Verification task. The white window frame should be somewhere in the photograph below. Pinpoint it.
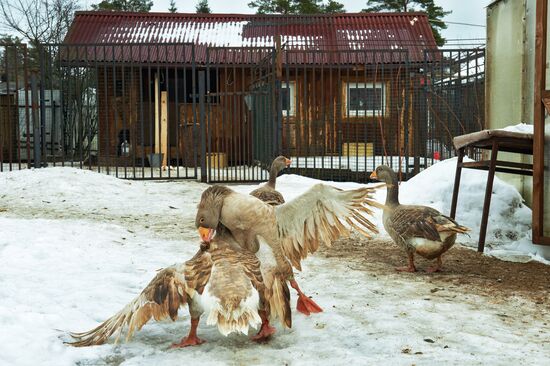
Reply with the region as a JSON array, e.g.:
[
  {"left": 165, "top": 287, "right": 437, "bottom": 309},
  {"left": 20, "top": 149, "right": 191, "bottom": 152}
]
[
  {"left": 281, "top": 81, "right": 296, "bottom": 117},
  {"left": 345, "top": 82, "right": 386, "bottom": 117}
]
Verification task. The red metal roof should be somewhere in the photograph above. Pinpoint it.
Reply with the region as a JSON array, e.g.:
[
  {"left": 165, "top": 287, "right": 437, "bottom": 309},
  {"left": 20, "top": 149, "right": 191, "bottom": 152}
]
[{"left": 64, "top": 11, "right": 437, "bottom": 64}]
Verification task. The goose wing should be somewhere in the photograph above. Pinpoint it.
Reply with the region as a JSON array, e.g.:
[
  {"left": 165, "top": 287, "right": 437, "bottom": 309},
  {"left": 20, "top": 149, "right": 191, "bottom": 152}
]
[
  {"left": 275, "top": 184, "right": 384, "bottom": 269},
  {"left": 250, "top": 186, "right": 285, "bottom": 206},
  {"left": 201, "top": 247, "right": 265, "bottom": 335},
  {"left": 68, "top": 251, "right": 212, "bottom": 347},
  {"left": 389, "top": 206, "right": 469, "bottom": 241}
]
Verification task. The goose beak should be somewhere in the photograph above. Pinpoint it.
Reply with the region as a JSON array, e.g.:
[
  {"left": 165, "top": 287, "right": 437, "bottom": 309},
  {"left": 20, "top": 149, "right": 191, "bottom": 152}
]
[{"left": 199, "top": 226, "right": 216, "bottom": 244}]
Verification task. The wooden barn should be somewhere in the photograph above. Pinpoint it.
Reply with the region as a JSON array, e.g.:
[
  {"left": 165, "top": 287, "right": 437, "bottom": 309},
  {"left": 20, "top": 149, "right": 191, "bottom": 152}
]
[{"left": 59, "top": 12, "right": 437, "bottom": 175}]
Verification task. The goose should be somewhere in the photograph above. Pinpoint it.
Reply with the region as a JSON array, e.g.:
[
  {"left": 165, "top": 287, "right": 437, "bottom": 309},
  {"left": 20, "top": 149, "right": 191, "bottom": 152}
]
[
  {"left": 250, "top": 155, "right": 323, "bottom": 316},
  {"left": 250, "top": 155, "right": 292, "bottom": 206},
  {"left": 195, "top": 184, "right": 383, "bottom": 337},
  {"left": 68, "top": 226, "right": 284, "bottom": 348},
  {"left": 370, "top": 165, "right": 469, "bottom": 273}
]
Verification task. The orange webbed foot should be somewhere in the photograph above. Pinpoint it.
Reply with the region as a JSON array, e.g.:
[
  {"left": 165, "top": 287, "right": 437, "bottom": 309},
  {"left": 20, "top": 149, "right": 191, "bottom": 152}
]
[
  {"left": 296, "top": 294, "right": 323, "bottom": 315},
  {"left": 395, "top": 266, "right": 416, "bottom": 273},
  {"left": 170, "top": 336, "right": 206, "bottom": 348},
  {"left": 250, "top": 323, "right": 276, "bottom": 343}
]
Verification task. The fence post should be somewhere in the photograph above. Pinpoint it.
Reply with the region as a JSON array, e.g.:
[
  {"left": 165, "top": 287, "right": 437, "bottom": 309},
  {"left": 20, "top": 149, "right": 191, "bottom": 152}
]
[
  {"left": 31, "top": 71, "right": 42, "bottom": 168},
  {"left": 39, "top": 46, "right": 47, "bottom": 166},
  {"left": 198, "top": 71, "right": 208, "bottom": 183}
]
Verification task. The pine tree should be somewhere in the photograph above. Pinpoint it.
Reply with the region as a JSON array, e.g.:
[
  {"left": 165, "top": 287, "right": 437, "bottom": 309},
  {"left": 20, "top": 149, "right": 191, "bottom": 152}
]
[
  {"left": 323, "top": 0, "right": 346, "bottom": 14},
  {"left": 363, "top": 0, "right": 451, "bottom": 46},
  {"left": 92, "top": 0, "right": 153, "bottom": 13},
  {"left": 168, "top": 0, "right": 178, "bottom": 13},
  {"left": 248, "top": 0, "right": 346, "bottom": 14},
  {"left": 195, "top": 0, "right": 212, "bottom": 14}
]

___

*What is required*.
Rewrite all of the data above with "Pinpoint" swapped for "Locate" and everything else left as it is. Leave out the picture.

*The result*.
Verification task. The white window frame should be somewhere in the photograph below. Locate it.
Reply with the region as a JSON array, e.g.:
[
  {"left": 165, "top": 287, "right": 437, "bottom": 309},
  {"left": 20, "top": 149, "right": 191, "bottom": 152}
]
[
  {"left": 281, "top": 81, "right": 296, "bottom": 117},
  {"left": 345, "top": 82, "right": 386, "bottom": 117}
]
Verification task. The red metal roof should be somewhere in the photograph above. Locate it.
Reply with the region as a JSON array, e.g.:
[
  {"left": 165, "top": 287, "right": 437, "bottom": 309},
  {"left": 20, "top": 149, "right": 191, "bottom": 152}
]
[{"left": 64, "top": 11, "right": 437, "bottom": 64}]
Verification task. The goose wing should be somewhere in the photograph above. Locate it.
Reply with the region as a JSON array, e.g.:
[
  {"left": 165, "top": 287, "right": 437, "bottom": 309},
  {"left": 20, "top": 149, "right": 191, "bottom": 152}
]
[
  {"left": 275, "top": 184, "right": 384, "bottom": 269},
  {"left": 250, "top": 186, "right": 285, "bottom": 206},
  {"left": 201, "top": 247, "right": 265, "bottom": 335},
  {"left": 68, "top": 251, "right": 212, "bottom": 347},
  {"left": 389, "top": 206, "right": 469, "bottom": 241}
]
Verification task. The goose beak should be somewhere in the photograph above. Locate it.
Reply with the region as a JSON array, e.g.:
[
  {"left": 165, "top": 287, "right": 437, "bottom": 309},
  {"left": 20, "top": 149, "right": 191, "bottom": 152}
]
[{"left": 199, "top": 226, "right": 216, "bottom": 244}]
Verification task. The wooden barn should be somewhere in the photograph above. Locate it.
Reply with the region as a JSON array, e.g.:
[
  {"left": 165, "top": 287, "right": 437, "bottom": 309},
  {"left": 20, "top": 149, "right": 191, "bottom": 152}
]
[{"left": 59, "top": 12, "right": 437, "bottom": 175}]
Verification task. The goose should be somewhere in the photograph above. Locate it.
Reply with the region as a JSON array, e.g.:
[
  {"left": 165, "top": 287, "right": 437, "bottom": 309},
  {"left": 20, "top": 149, "right": 191, "bottom": 152}
]
[
  {"left": 250, "top": 155, "right": 323, "bottom": 316},
  {"left": 250, "top": 155, "right": 292, "bottom": 206},
  {"left": 195, "top": 184, "right": 383, "bottom": 337},
  {"left": 68, "top": 226, "right": 284, "bottom": 348},
  {"left": 370, "top": 165, "right": 469, "bottom": 273}
]
Verification task. The orange webbed foot should be somewhere in the photograph above. Locate it.
Reply with the region as a JSON array, e.g.:
[
  {"left": 165, "top": 287, "right": 437, "bottom": 309},
  {"left": 20, "top": 149, "right": 191, "bottom": 152}
]
[
  {"left": 296, "top": 294, "right": 323, "bottom": 315},
  {"left": 395, "top": 266, "right": 416, "bottom": 273},
  {"left": 170, "top": 336, "right": 206, "bottom": 348},
  {"left": 250, "top": 323, "right": 276, "bottom": 343}
]
Verification task. The fence post should be somewhere in the photograph above. Locate it.
Reply with the region as a JSON array, e.g.:
[
  {"left": 165, "top": 287, "right": 437, "bottom": 309},
  {"left": 20, "top": 149, "right": 191, "bottom": 152}
]
[
  {"left": 31, "top": 71, "right": 42, "bottom": 168},
  {"left": 39, "top": 46, "right": 47, "bottom": 166},
  {"left": 198, "top": 71, "right": 208, "bottom": 183}
]
Verification task. The pine tree should be somewhere in the photograph above. Locate it.
Reply with the region as a JSON array, e.g.:
[
  {"left": 165, "top": 287, "right": 437, "bottom": 309},
  {"left": 20, "top": 149, "right": 191, "bottom": 152}
]
[
  {"left": 323, "top": 0, "right": 346, "bottom": 14},
  {"left": 363, "top": 0, "right": 451, "bottom": 46},
  {"left": 92, "top": 0, "right": 153, "bottom": 13},
  {"left": 168, "top": 0, "right": 178, "bottom": 13},
  {"left": 248, "top": 0, "right": 346, "bottom": 14},
  {"left": 195, "top": 0, "right": 212, "bottom": 14}
]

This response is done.